Coordinate annotation records:
------------------------------------------------------------------------

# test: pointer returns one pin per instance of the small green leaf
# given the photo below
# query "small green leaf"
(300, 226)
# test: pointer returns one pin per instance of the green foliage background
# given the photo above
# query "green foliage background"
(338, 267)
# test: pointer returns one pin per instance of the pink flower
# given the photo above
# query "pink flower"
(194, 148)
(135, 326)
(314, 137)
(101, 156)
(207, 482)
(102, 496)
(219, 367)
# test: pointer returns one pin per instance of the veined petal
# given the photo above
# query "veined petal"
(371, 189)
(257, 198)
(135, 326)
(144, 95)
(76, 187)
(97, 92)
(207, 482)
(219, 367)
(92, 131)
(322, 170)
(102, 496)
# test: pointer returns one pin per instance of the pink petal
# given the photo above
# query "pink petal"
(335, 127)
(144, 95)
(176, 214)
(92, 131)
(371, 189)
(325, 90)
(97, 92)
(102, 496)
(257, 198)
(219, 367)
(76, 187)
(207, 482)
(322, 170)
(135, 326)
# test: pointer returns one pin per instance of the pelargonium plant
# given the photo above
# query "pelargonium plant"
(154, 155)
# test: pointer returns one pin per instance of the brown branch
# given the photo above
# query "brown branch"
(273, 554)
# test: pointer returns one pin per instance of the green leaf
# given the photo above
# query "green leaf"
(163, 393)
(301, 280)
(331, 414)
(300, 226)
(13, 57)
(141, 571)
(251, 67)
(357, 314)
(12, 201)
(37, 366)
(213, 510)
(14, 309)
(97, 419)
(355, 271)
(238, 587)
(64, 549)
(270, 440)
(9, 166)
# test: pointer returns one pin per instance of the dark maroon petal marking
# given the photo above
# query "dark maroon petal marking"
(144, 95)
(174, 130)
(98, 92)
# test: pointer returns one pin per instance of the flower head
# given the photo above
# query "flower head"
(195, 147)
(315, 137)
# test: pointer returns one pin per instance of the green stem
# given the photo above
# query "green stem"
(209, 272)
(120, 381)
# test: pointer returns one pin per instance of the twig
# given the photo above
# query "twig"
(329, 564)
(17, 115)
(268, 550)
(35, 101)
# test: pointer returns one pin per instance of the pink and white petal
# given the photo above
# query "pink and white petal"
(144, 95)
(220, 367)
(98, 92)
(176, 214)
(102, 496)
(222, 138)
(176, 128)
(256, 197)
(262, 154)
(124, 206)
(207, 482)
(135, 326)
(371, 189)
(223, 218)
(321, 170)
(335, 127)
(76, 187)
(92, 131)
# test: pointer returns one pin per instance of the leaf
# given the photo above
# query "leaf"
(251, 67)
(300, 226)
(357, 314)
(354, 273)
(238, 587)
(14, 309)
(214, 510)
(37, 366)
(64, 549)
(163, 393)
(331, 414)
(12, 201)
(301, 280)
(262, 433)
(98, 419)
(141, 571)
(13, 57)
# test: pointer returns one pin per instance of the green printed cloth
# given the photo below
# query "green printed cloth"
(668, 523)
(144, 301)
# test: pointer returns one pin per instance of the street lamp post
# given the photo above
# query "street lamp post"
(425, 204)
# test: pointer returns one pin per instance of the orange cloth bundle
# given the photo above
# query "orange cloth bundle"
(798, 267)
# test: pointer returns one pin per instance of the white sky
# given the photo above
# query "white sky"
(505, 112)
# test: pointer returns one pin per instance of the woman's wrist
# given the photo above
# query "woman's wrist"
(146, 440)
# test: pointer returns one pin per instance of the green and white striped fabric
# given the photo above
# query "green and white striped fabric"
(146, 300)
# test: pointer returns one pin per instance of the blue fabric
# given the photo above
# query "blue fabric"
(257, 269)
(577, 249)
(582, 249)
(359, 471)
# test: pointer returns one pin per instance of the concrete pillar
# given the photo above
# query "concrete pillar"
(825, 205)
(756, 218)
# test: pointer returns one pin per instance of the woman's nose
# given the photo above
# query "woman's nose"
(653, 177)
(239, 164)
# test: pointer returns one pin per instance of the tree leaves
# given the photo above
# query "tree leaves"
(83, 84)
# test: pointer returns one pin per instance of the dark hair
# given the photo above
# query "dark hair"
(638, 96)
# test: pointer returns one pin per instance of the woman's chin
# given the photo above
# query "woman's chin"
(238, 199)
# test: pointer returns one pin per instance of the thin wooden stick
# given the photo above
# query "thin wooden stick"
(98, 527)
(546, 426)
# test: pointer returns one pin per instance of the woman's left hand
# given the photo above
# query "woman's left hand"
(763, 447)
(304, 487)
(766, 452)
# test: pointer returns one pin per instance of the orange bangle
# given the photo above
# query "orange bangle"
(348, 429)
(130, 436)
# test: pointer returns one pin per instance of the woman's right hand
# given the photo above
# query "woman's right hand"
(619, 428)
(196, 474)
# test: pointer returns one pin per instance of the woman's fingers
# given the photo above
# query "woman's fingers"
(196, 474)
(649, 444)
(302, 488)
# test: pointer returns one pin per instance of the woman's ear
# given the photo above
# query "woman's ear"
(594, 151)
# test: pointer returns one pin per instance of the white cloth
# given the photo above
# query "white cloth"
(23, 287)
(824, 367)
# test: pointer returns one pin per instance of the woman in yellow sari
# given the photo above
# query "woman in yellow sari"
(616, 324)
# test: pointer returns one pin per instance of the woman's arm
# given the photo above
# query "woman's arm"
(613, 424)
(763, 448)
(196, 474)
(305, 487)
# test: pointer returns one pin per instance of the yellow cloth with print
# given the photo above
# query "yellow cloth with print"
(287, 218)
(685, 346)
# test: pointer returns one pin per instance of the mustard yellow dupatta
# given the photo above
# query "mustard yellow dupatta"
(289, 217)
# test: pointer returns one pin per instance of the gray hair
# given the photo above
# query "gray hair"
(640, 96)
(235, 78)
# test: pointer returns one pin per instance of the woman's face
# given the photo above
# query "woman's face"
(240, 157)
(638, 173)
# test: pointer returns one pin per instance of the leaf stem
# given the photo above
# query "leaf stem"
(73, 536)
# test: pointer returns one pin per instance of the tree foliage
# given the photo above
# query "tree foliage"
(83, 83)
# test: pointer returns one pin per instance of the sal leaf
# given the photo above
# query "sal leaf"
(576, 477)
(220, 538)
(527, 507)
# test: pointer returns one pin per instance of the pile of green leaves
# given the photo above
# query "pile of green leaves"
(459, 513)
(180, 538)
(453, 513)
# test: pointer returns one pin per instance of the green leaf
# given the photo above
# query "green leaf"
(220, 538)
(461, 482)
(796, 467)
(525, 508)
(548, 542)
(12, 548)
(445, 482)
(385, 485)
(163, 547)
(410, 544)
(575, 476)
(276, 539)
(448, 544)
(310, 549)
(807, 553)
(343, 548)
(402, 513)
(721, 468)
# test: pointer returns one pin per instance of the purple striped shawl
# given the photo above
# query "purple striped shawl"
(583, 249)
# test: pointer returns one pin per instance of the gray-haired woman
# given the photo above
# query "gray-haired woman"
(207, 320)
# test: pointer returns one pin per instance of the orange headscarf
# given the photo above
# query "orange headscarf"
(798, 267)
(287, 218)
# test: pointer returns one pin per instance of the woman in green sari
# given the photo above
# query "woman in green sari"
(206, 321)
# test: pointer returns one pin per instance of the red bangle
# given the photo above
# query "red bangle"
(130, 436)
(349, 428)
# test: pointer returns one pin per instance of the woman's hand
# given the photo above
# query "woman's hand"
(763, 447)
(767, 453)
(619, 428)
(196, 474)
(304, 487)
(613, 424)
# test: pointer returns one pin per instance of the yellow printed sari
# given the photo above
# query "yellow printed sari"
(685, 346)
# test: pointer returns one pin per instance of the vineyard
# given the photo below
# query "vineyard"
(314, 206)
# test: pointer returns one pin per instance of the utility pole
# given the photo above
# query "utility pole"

------------------------------------------------------------------------

Problem: From the line containing "# test: pointer returns one pin per instance of the red" to the last line of the material, please quote every line exactly and only those.

Reply:
# test: pointer returns one pin per instance of the red bangle
# given the photo above
# query "red bangle"
(130, 436)
(349, 428)
# test: pointer returns one pin per instance of the woman's hand
# given the photo above
# query "woman's hand"
(763, 447)
(767, 453)
(619, 428)
(196, 474)
(304, 487)
(613, 424)
# test: pointer returns one pin per instance of the yellow printed sari
# given the photo above
# query "yellow printed sari"
(685, 346)
# test: pointer returns one pin per instance of the vineyard
# given the photo below
# query "vineyard"
(314, 206)
# test: pointer returns one pin per instance of the utility pole
# given the photo above
# query "utility pole"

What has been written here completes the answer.